* Begin Data section *

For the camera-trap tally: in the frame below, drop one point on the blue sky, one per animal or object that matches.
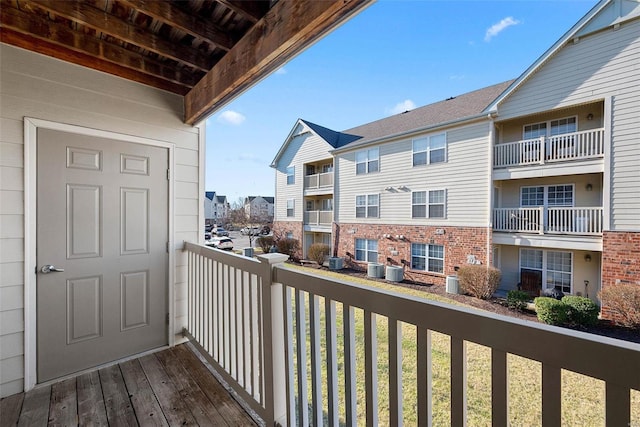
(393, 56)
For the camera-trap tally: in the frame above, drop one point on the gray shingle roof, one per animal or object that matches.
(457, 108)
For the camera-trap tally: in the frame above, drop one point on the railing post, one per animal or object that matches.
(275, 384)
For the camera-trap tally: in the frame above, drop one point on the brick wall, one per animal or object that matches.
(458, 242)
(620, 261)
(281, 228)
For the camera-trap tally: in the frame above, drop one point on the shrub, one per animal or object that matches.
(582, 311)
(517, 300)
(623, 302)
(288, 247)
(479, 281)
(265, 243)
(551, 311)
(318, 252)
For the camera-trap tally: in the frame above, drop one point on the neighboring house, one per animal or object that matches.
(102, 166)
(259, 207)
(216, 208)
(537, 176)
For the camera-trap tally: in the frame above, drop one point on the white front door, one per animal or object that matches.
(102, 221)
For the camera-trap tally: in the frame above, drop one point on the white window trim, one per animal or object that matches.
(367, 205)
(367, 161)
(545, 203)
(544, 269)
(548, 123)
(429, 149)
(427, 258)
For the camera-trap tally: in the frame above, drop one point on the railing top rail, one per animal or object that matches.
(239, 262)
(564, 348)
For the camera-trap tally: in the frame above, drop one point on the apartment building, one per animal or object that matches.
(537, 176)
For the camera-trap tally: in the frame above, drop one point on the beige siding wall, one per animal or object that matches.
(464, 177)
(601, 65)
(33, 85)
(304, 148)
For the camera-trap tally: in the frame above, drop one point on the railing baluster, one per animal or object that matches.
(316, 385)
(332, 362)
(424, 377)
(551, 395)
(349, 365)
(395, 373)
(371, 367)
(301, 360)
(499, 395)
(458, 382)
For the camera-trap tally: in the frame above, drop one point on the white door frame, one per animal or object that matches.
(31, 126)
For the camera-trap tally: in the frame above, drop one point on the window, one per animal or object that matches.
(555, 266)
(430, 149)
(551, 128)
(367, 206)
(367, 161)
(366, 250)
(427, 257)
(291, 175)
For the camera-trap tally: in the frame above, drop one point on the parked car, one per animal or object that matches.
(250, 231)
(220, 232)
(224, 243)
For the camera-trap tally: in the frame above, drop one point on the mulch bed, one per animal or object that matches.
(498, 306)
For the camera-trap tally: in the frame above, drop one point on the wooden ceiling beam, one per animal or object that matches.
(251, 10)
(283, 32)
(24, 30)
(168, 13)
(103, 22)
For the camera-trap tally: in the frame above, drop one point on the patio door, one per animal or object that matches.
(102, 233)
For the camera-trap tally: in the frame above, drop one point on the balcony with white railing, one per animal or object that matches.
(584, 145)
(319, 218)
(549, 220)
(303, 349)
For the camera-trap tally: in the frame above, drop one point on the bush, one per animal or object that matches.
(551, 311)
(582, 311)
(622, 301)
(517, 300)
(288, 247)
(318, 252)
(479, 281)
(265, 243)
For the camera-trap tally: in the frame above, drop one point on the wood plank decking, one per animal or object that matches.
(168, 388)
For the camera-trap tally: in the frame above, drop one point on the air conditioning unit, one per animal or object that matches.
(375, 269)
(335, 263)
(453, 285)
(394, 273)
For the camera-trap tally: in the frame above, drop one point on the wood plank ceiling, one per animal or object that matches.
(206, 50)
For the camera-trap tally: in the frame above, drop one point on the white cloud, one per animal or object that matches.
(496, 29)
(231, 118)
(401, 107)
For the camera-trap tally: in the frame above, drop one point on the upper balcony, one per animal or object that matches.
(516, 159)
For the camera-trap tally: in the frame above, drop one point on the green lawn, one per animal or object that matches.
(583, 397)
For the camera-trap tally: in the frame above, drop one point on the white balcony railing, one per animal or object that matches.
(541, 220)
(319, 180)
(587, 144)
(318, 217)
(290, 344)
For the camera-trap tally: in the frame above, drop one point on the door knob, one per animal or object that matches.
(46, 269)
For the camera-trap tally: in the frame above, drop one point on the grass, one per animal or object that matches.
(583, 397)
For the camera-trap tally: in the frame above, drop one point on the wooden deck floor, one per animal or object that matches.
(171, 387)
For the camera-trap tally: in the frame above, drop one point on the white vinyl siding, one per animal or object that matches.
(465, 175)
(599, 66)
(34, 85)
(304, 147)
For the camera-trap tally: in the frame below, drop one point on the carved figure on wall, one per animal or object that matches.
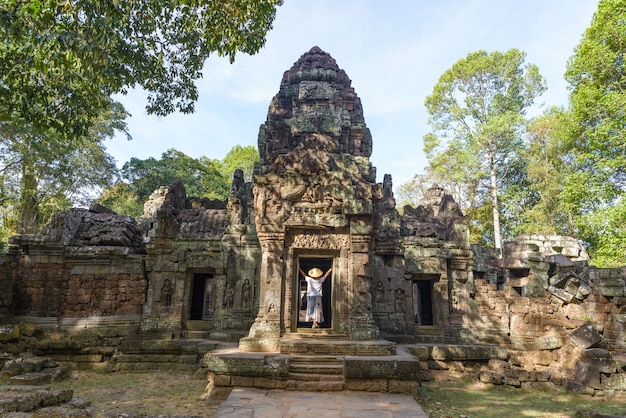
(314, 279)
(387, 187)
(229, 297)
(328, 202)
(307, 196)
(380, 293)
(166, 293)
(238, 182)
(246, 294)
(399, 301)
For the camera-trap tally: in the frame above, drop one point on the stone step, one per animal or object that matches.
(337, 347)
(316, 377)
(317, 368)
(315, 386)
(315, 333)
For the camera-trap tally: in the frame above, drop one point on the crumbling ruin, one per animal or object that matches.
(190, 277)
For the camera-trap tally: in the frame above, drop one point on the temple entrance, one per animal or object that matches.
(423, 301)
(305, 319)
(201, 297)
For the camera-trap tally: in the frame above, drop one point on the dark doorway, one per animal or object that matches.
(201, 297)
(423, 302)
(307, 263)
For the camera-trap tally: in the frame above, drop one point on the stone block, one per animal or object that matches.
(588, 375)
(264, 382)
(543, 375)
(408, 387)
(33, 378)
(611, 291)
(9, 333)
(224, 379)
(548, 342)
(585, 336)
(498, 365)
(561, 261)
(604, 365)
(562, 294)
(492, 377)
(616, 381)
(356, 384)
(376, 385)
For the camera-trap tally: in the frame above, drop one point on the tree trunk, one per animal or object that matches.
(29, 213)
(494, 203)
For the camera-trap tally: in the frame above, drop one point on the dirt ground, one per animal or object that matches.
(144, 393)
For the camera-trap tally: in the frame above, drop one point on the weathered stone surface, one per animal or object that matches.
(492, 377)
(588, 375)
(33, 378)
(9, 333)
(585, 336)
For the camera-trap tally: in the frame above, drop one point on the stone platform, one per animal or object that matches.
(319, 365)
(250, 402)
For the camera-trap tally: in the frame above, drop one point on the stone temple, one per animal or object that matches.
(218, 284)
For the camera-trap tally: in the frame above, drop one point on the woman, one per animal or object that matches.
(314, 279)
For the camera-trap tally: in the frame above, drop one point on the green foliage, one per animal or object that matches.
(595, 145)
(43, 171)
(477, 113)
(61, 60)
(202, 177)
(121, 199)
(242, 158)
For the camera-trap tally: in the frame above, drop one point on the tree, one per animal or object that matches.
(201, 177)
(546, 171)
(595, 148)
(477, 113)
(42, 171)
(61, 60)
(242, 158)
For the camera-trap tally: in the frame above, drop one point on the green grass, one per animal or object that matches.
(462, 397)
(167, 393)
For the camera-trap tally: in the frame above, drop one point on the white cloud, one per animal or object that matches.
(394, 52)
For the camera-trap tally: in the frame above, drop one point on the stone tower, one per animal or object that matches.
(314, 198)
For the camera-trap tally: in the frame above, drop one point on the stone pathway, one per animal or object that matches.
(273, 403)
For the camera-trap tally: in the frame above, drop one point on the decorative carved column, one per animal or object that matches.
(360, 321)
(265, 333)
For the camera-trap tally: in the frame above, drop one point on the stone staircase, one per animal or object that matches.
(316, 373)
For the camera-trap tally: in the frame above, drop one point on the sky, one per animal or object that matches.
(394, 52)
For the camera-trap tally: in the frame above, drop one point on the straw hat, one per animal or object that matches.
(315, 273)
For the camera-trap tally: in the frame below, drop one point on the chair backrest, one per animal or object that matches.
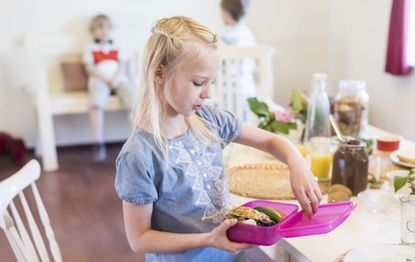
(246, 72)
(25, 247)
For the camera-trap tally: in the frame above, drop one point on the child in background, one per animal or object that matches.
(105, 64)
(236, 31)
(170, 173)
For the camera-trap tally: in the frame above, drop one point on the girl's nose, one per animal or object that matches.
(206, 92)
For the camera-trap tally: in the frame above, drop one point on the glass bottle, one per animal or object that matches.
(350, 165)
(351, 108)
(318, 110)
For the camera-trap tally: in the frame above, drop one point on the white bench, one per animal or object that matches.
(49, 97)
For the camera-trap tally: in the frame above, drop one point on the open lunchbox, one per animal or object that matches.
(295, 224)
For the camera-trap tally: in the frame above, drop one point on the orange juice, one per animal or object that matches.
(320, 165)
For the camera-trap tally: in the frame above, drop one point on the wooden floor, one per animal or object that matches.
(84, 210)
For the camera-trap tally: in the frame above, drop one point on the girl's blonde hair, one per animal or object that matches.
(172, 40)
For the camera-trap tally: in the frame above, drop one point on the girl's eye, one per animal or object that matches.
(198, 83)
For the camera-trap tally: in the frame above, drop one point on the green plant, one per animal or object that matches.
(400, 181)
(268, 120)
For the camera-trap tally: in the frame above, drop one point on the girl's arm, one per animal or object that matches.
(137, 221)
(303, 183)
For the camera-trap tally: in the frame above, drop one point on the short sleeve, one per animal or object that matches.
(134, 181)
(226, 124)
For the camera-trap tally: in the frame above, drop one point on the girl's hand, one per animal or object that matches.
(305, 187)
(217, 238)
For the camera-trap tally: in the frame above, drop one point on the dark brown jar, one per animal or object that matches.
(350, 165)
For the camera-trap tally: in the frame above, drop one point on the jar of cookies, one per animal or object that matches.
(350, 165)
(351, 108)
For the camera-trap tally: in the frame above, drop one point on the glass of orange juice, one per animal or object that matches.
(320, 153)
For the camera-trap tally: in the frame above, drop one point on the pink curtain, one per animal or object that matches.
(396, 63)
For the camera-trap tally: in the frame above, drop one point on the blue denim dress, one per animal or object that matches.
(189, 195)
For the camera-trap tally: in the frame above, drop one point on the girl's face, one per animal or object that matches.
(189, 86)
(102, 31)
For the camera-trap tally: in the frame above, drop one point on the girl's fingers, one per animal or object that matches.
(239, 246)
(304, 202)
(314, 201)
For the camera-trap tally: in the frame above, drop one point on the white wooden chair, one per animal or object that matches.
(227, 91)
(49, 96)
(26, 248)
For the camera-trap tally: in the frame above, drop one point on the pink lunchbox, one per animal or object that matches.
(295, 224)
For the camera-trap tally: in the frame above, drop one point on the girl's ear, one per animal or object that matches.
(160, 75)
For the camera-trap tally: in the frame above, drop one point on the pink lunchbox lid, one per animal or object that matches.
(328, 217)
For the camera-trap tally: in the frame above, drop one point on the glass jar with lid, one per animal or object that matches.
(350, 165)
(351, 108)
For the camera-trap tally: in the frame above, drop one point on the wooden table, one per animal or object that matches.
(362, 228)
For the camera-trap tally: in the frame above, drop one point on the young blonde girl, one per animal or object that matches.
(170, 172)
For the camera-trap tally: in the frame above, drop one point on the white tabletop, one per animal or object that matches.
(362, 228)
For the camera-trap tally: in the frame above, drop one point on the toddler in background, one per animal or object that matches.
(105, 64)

* End Data section *
* Begin Data section *

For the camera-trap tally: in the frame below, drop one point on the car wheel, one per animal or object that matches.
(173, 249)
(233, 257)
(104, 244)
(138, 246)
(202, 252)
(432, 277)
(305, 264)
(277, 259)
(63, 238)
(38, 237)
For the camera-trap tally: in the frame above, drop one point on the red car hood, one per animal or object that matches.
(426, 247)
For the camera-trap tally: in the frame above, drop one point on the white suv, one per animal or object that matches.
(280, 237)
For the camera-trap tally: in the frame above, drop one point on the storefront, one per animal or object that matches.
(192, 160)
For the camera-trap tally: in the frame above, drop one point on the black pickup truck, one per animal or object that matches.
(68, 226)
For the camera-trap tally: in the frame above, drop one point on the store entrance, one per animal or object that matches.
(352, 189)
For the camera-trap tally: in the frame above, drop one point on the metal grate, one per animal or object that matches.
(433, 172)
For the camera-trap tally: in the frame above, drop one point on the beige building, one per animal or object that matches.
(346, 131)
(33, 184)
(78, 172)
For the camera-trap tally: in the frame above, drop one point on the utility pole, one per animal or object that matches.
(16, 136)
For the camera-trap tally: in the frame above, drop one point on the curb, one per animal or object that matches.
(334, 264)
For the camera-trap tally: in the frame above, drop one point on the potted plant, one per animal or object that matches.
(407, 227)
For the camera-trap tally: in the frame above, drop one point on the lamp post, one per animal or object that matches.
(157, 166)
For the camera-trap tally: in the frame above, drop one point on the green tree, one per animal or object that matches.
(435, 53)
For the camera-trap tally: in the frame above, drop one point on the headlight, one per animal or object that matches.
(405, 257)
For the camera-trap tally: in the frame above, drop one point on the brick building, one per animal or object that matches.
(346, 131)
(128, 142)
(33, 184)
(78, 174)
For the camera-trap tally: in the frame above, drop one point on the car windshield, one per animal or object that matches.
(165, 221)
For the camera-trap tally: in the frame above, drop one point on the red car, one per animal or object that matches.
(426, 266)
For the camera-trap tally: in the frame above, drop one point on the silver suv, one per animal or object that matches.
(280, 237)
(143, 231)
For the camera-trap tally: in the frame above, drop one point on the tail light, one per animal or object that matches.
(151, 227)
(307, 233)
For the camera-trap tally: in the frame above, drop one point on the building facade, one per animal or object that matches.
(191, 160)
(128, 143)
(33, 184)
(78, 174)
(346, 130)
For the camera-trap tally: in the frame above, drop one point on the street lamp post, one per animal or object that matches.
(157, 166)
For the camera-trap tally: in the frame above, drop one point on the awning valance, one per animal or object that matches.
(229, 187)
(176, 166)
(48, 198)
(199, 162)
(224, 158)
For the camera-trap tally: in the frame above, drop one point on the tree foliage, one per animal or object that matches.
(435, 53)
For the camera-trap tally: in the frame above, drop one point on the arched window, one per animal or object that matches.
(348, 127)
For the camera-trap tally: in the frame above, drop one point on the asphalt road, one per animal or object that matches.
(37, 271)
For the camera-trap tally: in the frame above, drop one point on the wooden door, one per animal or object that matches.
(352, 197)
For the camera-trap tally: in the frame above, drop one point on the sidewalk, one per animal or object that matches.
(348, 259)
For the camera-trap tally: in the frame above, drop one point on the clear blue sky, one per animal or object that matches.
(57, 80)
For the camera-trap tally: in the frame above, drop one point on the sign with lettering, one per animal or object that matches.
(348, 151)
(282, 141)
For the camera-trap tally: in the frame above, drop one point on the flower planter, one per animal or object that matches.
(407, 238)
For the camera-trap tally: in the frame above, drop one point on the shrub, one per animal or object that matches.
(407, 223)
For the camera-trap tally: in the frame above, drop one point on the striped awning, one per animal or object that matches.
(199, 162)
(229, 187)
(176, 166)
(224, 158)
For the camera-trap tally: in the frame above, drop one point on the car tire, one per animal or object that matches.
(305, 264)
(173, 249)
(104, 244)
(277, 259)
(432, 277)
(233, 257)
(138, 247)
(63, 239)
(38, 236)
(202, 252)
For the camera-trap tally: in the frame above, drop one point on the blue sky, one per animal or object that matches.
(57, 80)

* End Data section *
* Begin Data section *

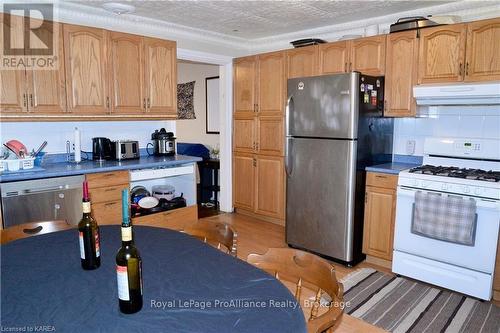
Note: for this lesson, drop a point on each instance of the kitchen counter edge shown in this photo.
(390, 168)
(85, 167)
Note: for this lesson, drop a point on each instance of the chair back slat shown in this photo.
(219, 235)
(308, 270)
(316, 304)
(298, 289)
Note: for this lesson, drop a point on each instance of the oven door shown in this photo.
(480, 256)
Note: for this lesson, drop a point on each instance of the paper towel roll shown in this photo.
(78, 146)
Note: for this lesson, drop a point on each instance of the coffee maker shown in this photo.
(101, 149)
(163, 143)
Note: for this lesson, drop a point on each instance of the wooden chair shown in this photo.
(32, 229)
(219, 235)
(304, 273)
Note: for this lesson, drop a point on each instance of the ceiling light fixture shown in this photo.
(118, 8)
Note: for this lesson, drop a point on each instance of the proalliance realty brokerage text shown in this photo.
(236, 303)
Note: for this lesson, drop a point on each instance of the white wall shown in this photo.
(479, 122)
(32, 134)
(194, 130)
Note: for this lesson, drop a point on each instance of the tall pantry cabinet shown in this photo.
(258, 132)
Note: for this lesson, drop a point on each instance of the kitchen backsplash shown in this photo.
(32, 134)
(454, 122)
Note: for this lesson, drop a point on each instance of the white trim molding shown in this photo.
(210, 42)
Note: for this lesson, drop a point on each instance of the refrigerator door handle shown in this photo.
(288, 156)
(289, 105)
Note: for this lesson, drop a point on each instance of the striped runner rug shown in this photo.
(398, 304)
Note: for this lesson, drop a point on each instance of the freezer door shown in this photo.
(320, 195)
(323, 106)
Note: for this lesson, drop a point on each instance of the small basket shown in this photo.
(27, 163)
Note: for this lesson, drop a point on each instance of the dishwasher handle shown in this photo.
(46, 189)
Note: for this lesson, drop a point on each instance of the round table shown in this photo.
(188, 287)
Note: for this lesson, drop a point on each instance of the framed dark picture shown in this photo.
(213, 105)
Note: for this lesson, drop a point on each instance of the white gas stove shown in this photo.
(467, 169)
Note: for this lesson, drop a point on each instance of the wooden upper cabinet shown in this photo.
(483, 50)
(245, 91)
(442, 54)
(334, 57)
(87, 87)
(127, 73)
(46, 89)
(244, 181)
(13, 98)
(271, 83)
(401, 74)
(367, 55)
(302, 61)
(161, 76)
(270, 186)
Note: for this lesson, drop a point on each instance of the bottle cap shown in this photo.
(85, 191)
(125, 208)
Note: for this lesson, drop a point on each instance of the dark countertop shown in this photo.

* End Data section *

— Requirement —
List each line in the listing above that contains the string "juice", reproducing every such line in full.

— The output —
For the camera-trap tally: in the frame above, drop one point on the orange juice, one per animal or object that matches.
For the camera-trap tally: in the frame above, drop one point on the glass of orange juice, one per animal or object that matches.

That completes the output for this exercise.